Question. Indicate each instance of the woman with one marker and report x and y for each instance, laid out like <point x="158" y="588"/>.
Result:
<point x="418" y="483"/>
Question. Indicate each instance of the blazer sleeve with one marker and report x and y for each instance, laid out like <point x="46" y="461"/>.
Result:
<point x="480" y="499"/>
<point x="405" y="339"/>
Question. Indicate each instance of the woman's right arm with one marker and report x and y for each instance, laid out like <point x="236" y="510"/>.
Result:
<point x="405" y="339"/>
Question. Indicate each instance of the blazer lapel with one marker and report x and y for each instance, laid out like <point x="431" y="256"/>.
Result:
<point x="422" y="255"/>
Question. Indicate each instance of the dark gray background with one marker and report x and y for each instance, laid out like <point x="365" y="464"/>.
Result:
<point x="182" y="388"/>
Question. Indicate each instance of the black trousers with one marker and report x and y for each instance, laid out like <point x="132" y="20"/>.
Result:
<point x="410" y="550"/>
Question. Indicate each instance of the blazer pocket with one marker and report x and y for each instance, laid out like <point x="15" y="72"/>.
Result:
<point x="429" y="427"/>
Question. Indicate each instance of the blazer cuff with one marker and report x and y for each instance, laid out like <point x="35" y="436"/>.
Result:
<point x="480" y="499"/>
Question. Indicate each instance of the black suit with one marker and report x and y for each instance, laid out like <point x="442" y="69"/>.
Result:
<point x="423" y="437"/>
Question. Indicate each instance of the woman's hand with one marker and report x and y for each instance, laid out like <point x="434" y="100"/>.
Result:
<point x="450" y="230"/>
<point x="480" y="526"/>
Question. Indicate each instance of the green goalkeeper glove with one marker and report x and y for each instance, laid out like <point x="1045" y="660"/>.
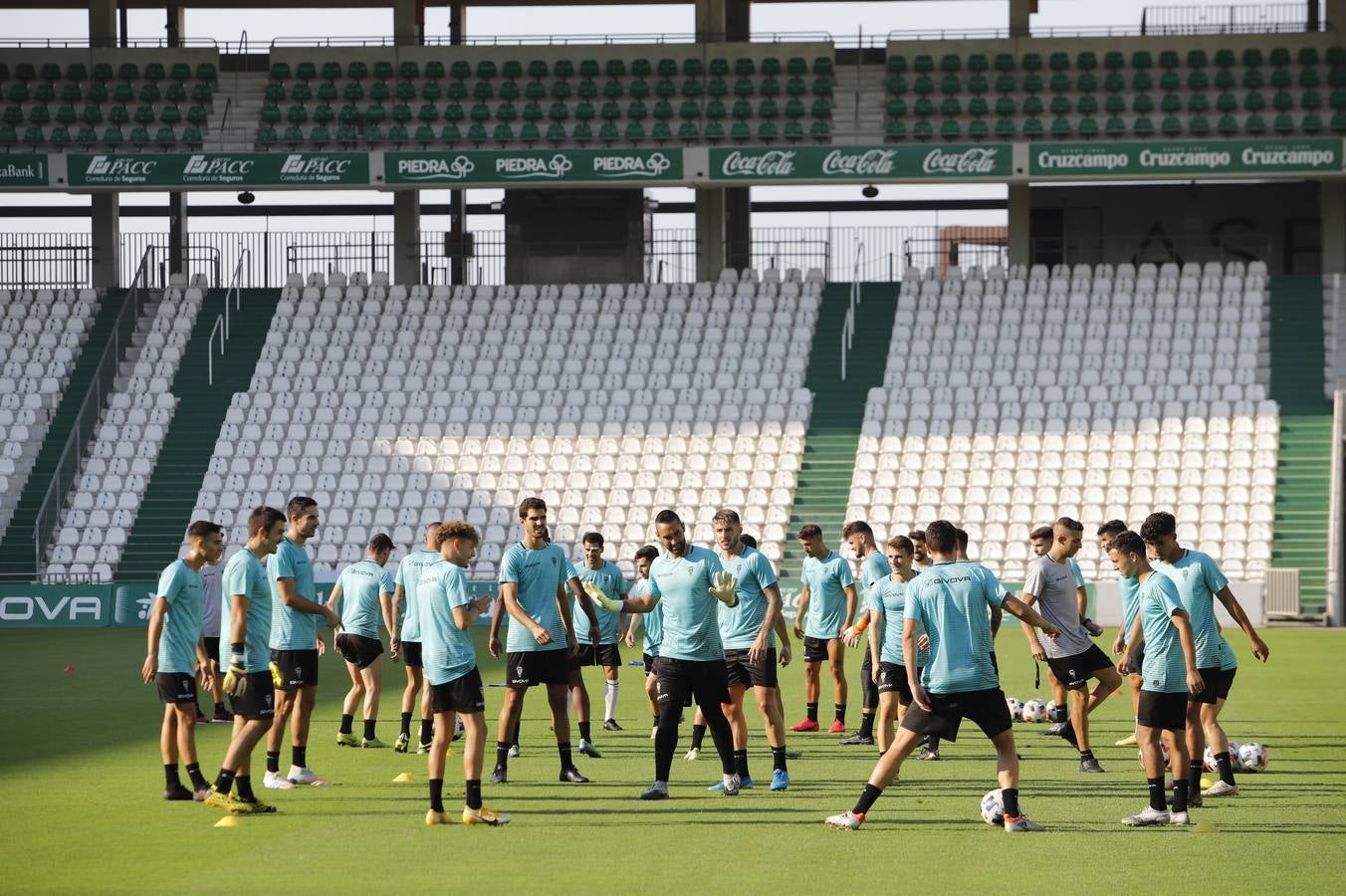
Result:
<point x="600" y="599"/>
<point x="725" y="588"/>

○ ○ ○ ○

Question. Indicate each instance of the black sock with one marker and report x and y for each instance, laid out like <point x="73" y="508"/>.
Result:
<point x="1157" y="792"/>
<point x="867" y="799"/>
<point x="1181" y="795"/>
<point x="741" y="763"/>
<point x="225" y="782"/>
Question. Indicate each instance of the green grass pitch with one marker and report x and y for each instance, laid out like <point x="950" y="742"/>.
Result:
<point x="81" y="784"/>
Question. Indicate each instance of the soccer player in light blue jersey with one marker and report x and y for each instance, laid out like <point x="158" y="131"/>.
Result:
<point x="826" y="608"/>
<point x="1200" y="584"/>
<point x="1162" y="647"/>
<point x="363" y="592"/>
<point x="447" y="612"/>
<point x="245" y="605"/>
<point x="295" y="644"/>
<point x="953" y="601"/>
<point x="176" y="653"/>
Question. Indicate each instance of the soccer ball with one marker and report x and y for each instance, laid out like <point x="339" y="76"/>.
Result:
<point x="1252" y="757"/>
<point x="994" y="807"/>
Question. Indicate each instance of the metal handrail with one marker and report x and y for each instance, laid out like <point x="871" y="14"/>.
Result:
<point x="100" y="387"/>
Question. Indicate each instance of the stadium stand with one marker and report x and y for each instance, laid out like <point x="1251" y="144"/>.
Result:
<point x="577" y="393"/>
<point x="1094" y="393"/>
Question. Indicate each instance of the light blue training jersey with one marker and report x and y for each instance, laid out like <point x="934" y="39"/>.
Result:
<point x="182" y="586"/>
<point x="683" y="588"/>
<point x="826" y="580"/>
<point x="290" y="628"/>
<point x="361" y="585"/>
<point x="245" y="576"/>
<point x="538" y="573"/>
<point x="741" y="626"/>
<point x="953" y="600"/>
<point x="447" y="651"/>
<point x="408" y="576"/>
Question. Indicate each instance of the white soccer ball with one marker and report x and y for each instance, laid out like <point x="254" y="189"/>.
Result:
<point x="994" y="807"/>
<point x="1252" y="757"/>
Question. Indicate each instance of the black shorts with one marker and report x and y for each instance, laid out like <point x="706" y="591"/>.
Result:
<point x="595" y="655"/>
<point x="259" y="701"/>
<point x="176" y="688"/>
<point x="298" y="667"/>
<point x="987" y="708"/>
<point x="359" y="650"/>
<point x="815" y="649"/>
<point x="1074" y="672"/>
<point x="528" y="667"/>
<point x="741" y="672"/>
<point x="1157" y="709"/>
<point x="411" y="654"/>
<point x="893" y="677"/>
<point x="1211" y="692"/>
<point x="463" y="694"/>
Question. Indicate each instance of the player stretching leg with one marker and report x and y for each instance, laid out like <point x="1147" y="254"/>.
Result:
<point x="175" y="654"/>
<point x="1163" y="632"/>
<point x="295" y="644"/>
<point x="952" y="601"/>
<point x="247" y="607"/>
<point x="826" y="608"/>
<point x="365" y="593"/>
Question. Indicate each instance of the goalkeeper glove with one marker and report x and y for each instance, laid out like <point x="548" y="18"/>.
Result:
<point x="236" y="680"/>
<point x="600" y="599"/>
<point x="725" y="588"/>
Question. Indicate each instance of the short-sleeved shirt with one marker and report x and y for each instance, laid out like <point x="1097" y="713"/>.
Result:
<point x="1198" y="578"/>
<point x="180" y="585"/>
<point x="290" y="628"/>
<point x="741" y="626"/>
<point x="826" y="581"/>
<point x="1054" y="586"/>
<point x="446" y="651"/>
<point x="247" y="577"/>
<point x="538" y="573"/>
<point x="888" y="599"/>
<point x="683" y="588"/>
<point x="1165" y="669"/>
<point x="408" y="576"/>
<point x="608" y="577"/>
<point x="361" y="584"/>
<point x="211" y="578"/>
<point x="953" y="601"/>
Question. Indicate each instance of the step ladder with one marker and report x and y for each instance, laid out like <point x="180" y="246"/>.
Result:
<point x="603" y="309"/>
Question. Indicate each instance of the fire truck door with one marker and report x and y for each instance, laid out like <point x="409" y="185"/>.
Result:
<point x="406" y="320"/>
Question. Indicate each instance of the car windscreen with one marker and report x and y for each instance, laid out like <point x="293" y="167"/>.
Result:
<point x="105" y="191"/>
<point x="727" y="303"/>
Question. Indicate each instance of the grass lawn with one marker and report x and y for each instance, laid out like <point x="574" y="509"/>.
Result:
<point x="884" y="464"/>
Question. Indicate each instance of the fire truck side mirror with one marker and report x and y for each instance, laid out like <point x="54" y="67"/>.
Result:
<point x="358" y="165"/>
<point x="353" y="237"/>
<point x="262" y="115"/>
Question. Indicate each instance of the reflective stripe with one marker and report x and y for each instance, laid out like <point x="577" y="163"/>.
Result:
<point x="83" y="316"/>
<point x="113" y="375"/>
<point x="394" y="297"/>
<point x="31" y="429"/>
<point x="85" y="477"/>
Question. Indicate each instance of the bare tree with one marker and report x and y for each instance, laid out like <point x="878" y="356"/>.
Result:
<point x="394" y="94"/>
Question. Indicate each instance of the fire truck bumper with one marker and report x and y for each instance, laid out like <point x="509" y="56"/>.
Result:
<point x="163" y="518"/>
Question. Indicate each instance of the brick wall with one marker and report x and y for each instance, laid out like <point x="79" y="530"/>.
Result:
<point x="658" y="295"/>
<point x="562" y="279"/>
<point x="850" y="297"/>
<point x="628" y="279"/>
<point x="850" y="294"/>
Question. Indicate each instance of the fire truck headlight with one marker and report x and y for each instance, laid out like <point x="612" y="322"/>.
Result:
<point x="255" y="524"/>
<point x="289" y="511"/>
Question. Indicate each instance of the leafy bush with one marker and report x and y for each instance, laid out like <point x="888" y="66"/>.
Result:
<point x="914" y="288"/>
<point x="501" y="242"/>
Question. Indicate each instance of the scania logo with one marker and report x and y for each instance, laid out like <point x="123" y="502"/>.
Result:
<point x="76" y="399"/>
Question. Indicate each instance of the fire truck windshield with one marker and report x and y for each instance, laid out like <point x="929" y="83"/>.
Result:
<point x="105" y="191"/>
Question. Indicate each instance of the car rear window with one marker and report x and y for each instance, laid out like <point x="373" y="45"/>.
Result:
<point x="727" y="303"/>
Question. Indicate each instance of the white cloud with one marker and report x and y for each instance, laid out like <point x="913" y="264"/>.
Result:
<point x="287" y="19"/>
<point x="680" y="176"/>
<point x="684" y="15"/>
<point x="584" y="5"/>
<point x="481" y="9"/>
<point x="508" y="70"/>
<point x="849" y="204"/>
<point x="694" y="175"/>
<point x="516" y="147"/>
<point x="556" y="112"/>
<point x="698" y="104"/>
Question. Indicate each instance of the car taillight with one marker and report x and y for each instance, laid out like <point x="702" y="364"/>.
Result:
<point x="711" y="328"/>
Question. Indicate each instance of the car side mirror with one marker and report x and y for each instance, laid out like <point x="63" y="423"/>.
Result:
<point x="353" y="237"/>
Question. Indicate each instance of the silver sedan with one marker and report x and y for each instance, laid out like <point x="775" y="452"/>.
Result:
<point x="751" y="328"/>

○ ○ ○ ○

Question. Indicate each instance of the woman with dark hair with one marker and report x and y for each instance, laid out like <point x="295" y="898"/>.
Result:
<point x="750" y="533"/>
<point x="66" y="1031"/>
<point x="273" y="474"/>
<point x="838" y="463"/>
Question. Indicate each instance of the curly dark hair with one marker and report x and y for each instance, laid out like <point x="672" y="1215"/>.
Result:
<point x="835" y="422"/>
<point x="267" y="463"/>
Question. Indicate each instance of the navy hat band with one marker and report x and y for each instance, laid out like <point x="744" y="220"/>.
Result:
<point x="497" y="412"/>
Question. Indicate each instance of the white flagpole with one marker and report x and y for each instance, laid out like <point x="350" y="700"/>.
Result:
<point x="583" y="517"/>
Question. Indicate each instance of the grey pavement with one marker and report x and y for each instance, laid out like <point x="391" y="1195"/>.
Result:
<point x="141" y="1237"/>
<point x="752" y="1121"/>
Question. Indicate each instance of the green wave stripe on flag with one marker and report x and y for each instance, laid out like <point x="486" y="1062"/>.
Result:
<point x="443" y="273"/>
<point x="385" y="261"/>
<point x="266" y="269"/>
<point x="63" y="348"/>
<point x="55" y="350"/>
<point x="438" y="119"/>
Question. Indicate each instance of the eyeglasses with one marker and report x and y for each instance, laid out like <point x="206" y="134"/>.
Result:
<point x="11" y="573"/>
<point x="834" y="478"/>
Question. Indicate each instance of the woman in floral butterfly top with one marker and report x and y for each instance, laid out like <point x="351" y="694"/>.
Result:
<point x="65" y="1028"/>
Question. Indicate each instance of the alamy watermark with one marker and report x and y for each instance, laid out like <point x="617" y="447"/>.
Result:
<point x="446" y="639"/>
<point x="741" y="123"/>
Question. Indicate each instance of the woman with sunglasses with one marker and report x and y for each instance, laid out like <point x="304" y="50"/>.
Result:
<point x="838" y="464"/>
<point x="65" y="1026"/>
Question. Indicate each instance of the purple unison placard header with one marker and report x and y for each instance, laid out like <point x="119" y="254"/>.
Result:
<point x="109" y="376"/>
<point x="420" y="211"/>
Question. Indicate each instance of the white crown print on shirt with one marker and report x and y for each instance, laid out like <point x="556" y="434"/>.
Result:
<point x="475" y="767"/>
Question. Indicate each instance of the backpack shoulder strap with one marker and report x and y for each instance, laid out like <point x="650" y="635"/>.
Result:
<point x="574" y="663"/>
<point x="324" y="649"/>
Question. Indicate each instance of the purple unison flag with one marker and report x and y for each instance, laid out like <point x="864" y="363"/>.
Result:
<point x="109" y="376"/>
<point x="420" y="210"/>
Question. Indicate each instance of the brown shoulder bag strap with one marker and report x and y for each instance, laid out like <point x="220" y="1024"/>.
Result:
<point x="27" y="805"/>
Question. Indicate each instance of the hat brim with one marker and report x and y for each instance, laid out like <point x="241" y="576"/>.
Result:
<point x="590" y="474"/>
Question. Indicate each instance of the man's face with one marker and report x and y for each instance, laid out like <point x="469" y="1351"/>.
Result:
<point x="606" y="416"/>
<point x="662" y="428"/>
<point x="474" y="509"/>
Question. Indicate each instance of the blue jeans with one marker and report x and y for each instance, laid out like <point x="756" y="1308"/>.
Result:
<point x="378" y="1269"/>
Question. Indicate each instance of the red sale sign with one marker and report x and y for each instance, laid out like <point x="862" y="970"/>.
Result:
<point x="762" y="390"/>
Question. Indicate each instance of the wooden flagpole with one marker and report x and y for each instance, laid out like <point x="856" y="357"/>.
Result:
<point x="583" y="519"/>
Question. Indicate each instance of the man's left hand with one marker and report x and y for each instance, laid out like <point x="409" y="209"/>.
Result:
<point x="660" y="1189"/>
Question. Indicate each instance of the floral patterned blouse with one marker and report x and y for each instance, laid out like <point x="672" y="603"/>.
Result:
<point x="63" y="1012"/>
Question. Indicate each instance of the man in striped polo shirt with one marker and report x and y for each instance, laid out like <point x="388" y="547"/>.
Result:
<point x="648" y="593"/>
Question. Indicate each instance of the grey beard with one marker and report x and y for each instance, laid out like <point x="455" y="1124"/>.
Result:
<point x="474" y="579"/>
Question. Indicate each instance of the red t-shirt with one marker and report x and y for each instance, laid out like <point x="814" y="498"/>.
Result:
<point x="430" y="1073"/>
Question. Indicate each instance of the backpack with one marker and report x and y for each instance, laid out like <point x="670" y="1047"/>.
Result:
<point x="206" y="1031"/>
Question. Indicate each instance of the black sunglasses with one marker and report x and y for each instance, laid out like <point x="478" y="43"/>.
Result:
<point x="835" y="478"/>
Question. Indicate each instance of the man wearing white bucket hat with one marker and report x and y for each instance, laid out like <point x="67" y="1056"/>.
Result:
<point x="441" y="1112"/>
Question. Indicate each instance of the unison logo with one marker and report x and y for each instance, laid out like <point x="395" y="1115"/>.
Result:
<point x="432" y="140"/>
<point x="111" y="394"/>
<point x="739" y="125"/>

○ ○ ○ ○

Exercise task
Please count how many lines in the entries above contain the string "shirt", treating uppercase and lowercase letters as different. Reply with the number alone.

Complete answer
4